## Request
Which lines in the items below contain the string "black"? Return each of those lines, counting only matches with the same capitalization.

## Source material
· · · · ·

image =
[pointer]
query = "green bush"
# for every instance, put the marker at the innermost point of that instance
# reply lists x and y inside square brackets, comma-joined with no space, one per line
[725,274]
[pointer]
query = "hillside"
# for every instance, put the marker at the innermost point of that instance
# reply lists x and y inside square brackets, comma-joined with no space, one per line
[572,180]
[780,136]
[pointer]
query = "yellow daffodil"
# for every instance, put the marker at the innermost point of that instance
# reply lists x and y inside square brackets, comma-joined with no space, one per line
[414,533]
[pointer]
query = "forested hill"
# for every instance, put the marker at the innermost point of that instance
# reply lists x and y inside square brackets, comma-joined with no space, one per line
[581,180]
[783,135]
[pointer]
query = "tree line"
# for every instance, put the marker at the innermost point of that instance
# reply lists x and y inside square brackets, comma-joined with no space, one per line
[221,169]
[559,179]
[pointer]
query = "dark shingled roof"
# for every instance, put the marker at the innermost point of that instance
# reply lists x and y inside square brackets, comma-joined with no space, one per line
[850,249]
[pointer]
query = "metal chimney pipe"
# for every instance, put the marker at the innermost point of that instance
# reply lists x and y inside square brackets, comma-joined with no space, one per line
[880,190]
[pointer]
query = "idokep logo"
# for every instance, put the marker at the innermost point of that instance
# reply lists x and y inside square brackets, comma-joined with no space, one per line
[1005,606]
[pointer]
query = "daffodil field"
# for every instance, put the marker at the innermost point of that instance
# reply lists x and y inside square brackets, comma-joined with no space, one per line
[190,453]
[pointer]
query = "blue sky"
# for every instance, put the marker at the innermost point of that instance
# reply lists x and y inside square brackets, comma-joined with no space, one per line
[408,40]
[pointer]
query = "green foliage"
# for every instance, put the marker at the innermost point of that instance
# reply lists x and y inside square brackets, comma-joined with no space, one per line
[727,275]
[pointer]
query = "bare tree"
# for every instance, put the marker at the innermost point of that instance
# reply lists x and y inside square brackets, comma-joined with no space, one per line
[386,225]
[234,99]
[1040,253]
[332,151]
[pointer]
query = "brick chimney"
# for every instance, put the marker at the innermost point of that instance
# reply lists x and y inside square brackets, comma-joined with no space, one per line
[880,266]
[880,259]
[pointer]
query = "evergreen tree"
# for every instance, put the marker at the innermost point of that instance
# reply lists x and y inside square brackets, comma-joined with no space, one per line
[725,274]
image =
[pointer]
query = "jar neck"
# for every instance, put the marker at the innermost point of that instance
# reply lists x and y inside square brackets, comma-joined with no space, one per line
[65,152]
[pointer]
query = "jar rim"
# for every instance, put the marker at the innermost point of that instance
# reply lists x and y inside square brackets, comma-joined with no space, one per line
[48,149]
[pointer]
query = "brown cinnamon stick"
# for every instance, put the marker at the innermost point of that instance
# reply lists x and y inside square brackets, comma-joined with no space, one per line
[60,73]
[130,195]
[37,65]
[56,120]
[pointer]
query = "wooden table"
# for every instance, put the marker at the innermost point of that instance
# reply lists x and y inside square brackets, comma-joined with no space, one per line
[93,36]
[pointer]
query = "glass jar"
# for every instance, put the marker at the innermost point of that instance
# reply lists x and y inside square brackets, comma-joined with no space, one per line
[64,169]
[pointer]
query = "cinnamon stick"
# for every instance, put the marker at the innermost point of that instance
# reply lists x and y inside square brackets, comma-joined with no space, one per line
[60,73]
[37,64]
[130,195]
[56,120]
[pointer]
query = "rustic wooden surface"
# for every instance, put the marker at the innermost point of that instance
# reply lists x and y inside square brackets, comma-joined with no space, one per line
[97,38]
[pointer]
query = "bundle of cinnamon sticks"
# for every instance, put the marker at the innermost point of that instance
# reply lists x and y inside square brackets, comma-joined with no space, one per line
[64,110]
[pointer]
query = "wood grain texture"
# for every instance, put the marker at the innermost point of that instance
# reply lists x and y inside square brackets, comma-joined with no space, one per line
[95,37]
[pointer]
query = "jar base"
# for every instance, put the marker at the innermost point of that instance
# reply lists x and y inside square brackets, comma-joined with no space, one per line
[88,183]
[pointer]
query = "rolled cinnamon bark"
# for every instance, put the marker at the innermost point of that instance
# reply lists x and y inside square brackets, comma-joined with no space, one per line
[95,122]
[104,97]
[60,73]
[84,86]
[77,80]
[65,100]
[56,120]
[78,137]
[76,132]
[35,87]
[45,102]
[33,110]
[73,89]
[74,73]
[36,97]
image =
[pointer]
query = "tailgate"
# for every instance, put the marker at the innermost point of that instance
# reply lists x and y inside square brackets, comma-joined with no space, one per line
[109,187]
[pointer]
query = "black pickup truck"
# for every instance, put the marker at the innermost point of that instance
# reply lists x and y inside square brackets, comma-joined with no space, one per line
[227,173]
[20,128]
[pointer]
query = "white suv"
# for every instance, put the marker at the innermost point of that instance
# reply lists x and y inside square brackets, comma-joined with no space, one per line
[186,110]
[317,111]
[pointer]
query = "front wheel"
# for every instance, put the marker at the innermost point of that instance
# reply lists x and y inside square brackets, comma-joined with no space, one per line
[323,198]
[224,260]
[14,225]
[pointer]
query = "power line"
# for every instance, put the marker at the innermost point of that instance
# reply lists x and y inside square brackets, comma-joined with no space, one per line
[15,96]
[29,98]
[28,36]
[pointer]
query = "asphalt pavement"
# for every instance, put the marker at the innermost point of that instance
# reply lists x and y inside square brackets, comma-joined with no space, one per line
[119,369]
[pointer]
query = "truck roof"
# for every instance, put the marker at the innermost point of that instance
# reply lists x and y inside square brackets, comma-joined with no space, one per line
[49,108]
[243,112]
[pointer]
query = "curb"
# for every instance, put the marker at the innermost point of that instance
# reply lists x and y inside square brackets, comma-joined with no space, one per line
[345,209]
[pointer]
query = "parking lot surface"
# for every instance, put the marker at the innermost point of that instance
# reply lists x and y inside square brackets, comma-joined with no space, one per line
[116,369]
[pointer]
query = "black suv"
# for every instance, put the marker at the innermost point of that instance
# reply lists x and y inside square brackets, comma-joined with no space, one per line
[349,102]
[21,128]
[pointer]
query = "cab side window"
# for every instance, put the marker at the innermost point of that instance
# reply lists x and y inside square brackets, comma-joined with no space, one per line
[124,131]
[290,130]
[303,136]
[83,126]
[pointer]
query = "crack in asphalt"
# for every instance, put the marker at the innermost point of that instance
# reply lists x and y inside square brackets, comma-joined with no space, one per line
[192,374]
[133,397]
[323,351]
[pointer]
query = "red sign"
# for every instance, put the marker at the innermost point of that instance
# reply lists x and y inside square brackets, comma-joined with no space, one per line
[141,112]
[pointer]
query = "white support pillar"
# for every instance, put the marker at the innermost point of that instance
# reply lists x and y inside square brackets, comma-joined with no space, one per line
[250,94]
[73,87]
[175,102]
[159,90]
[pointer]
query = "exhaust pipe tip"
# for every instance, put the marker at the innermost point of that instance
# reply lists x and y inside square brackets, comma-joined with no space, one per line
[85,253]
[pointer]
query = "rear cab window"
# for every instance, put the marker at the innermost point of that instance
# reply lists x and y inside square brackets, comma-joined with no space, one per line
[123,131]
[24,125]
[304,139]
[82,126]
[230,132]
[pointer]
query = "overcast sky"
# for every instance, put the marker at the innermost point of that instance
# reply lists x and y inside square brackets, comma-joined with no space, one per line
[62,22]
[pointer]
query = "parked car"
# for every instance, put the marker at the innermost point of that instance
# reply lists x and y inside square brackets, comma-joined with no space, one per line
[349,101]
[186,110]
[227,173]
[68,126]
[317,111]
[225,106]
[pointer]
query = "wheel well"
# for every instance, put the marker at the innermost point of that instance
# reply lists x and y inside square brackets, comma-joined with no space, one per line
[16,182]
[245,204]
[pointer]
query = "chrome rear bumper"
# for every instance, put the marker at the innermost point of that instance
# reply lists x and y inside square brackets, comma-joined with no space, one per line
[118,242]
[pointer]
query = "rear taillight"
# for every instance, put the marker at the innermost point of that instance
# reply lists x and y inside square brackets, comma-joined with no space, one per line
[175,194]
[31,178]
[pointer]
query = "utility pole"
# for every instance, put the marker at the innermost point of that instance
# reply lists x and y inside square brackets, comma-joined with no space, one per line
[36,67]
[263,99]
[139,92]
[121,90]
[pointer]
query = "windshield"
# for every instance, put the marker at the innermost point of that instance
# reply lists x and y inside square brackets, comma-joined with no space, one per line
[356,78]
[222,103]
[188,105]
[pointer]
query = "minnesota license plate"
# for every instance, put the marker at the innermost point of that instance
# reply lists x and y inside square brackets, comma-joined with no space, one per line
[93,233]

· · · · ·

## Written reply
query = "black pickup truck"
query = "black suv"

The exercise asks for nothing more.